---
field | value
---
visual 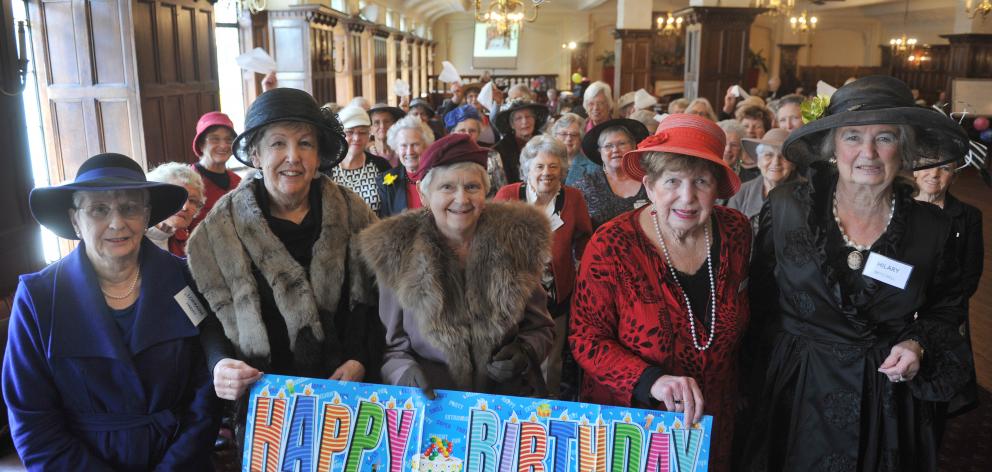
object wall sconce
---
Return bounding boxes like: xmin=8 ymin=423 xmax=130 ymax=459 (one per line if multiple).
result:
xmin=0 ymin=19 xmax=28 ymax=96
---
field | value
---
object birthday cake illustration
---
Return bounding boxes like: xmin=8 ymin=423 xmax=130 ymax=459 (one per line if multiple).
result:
xmin=417 ymin=436 xmax=462 ymax=472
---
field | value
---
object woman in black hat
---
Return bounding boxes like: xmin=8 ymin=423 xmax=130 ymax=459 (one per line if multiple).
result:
xmin=738 ymin=76 xmax=971 ymax=471
xmin=187 ymin=88 xmax=379 ymax=421
xmin=575 ymin=118 xmax=649 ymax=228
xmin=493 ymin=99 xmax=548 ymax=184
xmin=3 ymin=154 xmax=218 ymax=470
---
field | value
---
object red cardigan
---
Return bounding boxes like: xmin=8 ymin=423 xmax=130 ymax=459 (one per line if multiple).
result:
xmin=189 ymin=164 xmax=241 ymax=234
xmin=493 ymin=182 xmax=592 ymax=303
xmin=569 ymin=205 xmax=751 ymax=471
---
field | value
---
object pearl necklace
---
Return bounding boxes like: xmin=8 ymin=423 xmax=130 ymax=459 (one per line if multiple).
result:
xmin=100 ymin=270 xmax=141 ymax=300
xmin=651 ymin=205 xmax=716 ymax=351
xmin=833 ymin=192 xmax=896 ymax=270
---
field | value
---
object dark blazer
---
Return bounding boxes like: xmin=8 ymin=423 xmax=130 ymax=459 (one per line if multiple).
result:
xmin=3 ymin=239 xmax=219 ymax=471
xmin=379 ymin=165 xmax=410 ymax=218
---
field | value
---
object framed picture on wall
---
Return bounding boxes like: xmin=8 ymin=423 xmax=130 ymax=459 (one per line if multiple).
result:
xmin=472 ymin=23 xmax=520 ymax=69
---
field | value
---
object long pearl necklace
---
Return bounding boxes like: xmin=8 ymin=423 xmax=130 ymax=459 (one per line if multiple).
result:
xmin=833 ymin=192 xmax=896 ymax=270
xmin=100 ymin=270 xmax=141 ymax=300
xmin=651 ymin=205 xmax=716 ymax=351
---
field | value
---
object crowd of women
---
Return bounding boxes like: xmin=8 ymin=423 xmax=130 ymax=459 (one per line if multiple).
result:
xmin=3 ymin=73 xmax=983 ymax=471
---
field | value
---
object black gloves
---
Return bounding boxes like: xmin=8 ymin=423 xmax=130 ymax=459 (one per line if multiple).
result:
xmin=396 ymin=367 xmax=437 ymax=400
xmin=486 ymin=341 xmax=528 ymax=382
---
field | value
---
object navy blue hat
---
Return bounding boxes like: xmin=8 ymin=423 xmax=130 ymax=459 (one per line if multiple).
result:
xmin=28 ymin=153 xmax=188 ymax=239
xmin=444 ymin=103 xmax=482 ymax=133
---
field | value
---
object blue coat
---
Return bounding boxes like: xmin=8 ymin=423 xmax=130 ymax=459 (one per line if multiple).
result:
xmin=3 ymin=239 xmax=218 ymax=471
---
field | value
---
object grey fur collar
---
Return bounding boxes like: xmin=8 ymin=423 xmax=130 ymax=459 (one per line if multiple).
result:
xmin=359 ymin=202 xmax=551 ymax=388
xmin=187 ymin=176 xmax=374 ymax=359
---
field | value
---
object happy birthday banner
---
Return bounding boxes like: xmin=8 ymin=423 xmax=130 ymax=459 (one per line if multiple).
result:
xmin=248 ymin=375 xmax=713 ymax=472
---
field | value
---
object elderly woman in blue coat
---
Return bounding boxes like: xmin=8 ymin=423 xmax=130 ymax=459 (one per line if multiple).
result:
xmin=3 ymin=154 xmax=218 ymax=471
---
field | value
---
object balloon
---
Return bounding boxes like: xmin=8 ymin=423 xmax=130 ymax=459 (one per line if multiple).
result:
xmin=972 ymin=116 xmax=989 ymax=131
xmin=978 ymin=129 xmax=992 ymax=144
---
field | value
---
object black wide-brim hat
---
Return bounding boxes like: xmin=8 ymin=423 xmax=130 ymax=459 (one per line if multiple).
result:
xmin=369 ymin=103 xmax=406 ymax=122
xmin=582 ymin=118 xmax=651 ymax=165
xmin=233 ymin=88 xmax=348 ymax=172
xmin=28 ymin=153 xmax=188 ymax=239
xmin=782 ymin=75 xmax=968 ymax=170
xmin=495 ymin=100 xmax=550 ymax=136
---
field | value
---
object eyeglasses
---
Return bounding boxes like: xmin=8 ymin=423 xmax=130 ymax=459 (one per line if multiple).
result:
xmin=75 ymin=202 xmax=151 ymax=221
xmin=599 ymin=141 xmax=632 ymax=152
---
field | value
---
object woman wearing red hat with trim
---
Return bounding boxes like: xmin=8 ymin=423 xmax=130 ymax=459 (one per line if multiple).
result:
xmin=569 ymin=115 xmax=751 ymax=471
xmin=187 ymin=111 xmax=241 ymax=230
xmin=359 ymin=133 xmax=554 ymax=396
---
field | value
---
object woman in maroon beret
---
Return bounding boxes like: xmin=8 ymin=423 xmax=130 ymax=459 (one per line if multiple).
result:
xmin=359 ymin=134 xmax=554 ymax=395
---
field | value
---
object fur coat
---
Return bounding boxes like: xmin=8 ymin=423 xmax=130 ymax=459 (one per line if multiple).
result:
xmin=359 ymin=202 xmax=554 ymax=395
xmin=187 ymin=176 xmax=378 ymax=376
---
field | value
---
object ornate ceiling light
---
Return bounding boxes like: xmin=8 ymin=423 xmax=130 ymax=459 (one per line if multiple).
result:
xmin=475 ymin=0 xmax=545 ymax=37
xmin=657 ymin=12 xmax=683 ymax=36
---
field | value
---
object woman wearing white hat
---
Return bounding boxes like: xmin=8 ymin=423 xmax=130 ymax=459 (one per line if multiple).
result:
xmin=330 ymin=105 xmax=390 ymax=211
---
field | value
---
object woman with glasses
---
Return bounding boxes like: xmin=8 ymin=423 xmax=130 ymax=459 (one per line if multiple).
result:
xmin=189 ymin=111 xmax=241 ymax=233
xmin=145 ymin=162 xmax=204 ymax=257
xmin=3 ymin=154 xmax=218 ymax=470
xmin=334 ymin=105 xmax=389 ymax=212
xmin=551 ymin=113 xmax=600 ymax=185
xmin=575 ymin=118 xmax=648 ymax=228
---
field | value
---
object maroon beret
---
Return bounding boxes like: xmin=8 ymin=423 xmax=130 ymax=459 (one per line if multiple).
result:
xmin=411 ymin=133 xmax=489 ymax=181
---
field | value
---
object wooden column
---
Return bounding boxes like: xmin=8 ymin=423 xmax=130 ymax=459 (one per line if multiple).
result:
xmin=675 ymin=7 xmax=765 ymax=104
xmin=613 ymin=29 xmax=654 ymax=97
xmin=0 ymin=2 xmax=44 ymax=292
xmin=940 ymin=34 xmax=992 ymax=103
xmin=777 ymin=44 xmax=815 ymax=97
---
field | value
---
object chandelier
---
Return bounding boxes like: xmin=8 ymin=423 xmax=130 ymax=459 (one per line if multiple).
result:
xmin=475 ymin=0 xmax=545 ymax=38
xmin=754 ymin=0 xmax=796 ymax=16
xmin=889 ymin=33 xmax=916 ymax=56
xmin=658 ymin=12 xmax=682 ymax=36
xmin=964 ymin=0 xmax=992 ymax=21
xmin=789 ymin=10 xmax=817 ymax=33
xmin=889 ymin=0 xmax=916 ymax=56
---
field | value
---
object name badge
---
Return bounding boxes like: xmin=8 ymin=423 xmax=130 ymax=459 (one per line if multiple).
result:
xmin=862 ymin=252 xmax=913 ymax=289
xmin=175 ymin=287 xmax=207 ymax=326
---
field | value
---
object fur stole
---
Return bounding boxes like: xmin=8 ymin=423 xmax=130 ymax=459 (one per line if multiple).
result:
xmin=358 ymin=202 xmax=551 ymax=388
xmin=187 ymin=176 xmax=377 ymax=359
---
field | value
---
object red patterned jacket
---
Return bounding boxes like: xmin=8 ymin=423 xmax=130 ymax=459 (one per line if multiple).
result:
xmin=569 ymin=206 xmax=751 ymax=471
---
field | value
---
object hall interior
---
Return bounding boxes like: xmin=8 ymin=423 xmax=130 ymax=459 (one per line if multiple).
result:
xmin=0 ymin=0 xmax=992 ymax=470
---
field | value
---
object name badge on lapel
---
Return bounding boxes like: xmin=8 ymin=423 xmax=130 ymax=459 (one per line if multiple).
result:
xmin=175 ymin=287 xmax=207 ymax=326
xmin=862 ymin=252 xmax=913 ymax=289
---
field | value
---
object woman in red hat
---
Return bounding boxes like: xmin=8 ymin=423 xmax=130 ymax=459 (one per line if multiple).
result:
xmin=359 ymin=133 xmax=554 ymax=396
xmin=187 ymin=111 xmax=241 ymax=233
xmin=569 ymin=115 xmax=751 ymax=471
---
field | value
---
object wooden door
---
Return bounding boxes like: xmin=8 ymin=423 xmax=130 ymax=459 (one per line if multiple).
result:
xmin=29 ymin=0 xmax=147 ymax=179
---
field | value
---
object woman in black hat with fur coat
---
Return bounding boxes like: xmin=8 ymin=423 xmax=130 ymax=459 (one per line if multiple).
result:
xmin=187 ymin=88 xmax=381 ymax=428
xmin=737 ymin=76 xmax=971 ymax=471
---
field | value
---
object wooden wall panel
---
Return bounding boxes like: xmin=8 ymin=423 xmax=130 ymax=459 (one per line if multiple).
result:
xmin=96 ymin=98 xmax=135 ymax=156
xmin=90 ymin=0 xmax=127 ymax=85
xmin=133 ymin=0 xmax=219 ymax=168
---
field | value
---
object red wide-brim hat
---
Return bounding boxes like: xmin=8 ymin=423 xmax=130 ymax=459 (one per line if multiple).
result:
xmin=621 ymin=114 xmax=741 ymax=199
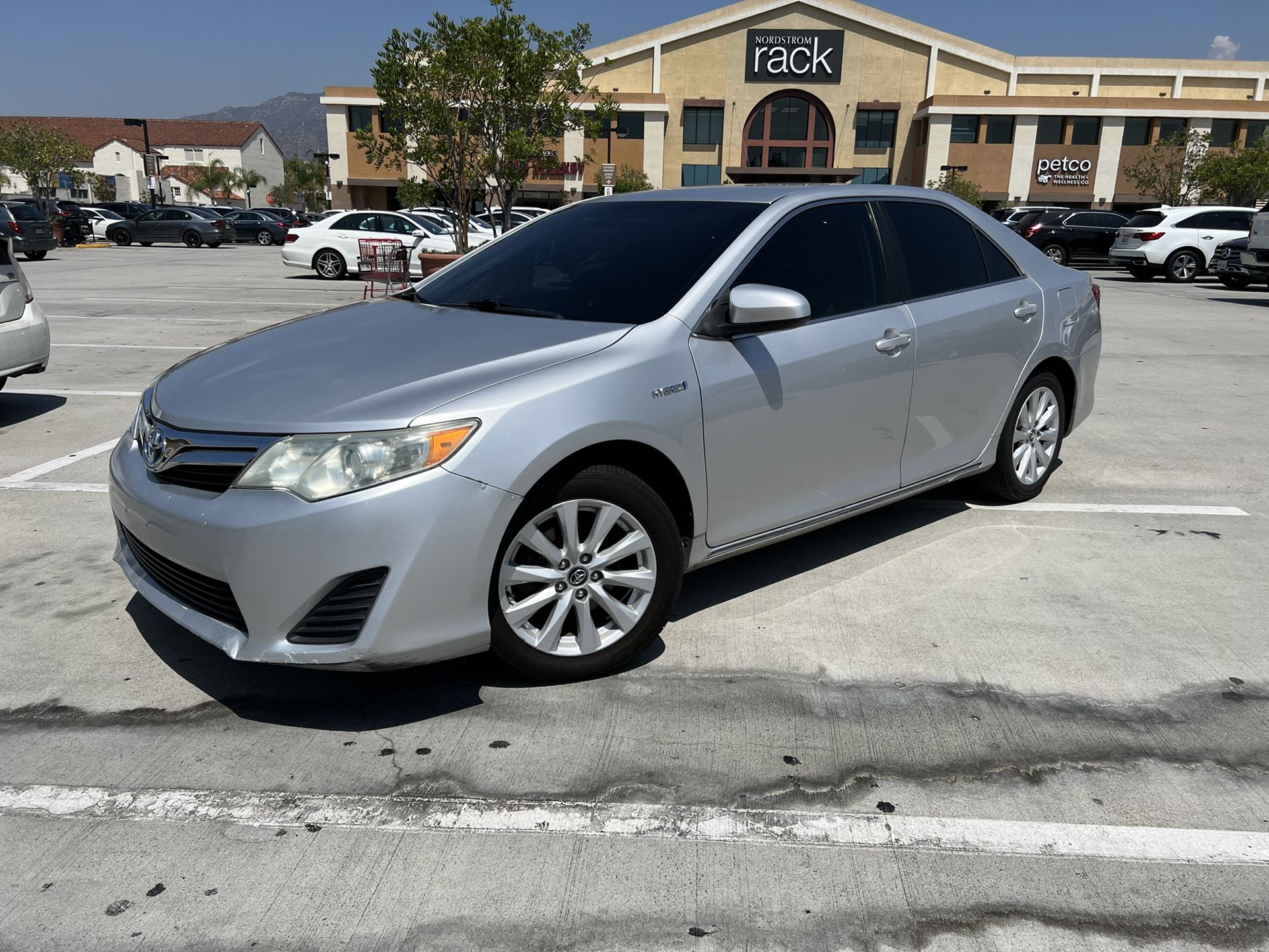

──────

=== Exercise details ===
Please rewrite everything from the start of the records down to the line containing "xmin=417 ymin=436 xmax=462 ymax=472", putting "drawing" in place of "illustration" and leaving the rest unchanged. Omit the pictures from your answer.

=== Exercise output ===
---
field | value
---
visual 
object wall sconce
---
Return bounding boxes like: xmin=8 ymin=423 xmax=130 ymax=459 (one per line if multiple).
result:
xmin=0 ymin=19 xmax=28 ymax=96
---
field | value
---
object birthday cake drawing
---
Return bounding boxes like: xmin=8 ymin=423 xmax=130 ymax=459 (one per line if multiple).
result:
xmin=417 ymin=436 xmax=462 ymax=472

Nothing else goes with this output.